◆ **What is required**: Please pick out and copy each line in the listing below that contains the word "green". Case counts.

◆ **Point annotation dataset records**:
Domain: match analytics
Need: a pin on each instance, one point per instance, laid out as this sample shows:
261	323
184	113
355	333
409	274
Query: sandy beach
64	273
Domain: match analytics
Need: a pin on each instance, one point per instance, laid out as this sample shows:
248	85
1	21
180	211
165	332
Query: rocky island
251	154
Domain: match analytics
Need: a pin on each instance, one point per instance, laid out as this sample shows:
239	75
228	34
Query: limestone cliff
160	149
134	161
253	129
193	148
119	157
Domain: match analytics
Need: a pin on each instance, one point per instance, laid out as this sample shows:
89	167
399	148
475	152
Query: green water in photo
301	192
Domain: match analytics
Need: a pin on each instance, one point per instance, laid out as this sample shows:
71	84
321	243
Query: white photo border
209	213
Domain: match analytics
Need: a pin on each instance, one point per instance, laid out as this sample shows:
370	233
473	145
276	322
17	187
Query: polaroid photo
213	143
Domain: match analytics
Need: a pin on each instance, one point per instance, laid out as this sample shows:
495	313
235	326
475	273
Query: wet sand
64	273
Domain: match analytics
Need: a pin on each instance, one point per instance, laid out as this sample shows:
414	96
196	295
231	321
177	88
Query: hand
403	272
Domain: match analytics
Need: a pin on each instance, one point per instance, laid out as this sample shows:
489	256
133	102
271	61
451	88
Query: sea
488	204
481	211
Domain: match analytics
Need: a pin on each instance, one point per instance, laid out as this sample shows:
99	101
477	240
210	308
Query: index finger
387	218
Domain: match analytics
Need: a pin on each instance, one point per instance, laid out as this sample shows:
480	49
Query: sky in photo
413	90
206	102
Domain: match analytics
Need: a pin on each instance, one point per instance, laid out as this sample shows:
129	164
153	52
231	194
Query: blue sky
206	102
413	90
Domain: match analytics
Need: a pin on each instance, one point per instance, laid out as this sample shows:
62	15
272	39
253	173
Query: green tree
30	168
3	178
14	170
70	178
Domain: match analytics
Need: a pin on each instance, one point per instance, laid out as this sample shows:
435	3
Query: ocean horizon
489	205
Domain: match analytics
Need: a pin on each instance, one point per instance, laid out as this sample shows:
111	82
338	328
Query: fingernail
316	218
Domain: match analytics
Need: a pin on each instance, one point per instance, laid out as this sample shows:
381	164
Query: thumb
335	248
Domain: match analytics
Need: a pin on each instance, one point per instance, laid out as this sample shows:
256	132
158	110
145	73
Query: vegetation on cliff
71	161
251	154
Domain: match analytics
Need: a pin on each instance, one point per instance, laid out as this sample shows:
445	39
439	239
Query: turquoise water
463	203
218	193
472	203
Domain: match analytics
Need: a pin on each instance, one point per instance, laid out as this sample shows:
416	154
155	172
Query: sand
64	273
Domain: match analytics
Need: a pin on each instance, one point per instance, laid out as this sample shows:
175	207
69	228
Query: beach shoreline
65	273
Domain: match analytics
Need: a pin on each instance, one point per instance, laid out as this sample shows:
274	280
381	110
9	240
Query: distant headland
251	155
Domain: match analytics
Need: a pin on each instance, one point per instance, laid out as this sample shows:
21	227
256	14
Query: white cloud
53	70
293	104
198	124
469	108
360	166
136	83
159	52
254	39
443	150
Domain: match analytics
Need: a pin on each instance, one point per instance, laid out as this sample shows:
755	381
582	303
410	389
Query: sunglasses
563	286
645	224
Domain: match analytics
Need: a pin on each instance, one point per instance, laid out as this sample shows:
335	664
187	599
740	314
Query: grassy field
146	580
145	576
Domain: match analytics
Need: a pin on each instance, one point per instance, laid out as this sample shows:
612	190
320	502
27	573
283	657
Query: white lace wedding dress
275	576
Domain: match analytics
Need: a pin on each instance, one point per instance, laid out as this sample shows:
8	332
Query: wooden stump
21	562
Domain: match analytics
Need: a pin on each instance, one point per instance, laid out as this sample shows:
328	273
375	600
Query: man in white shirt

◆ **In response**:
Query: green water in photo
Query: green tree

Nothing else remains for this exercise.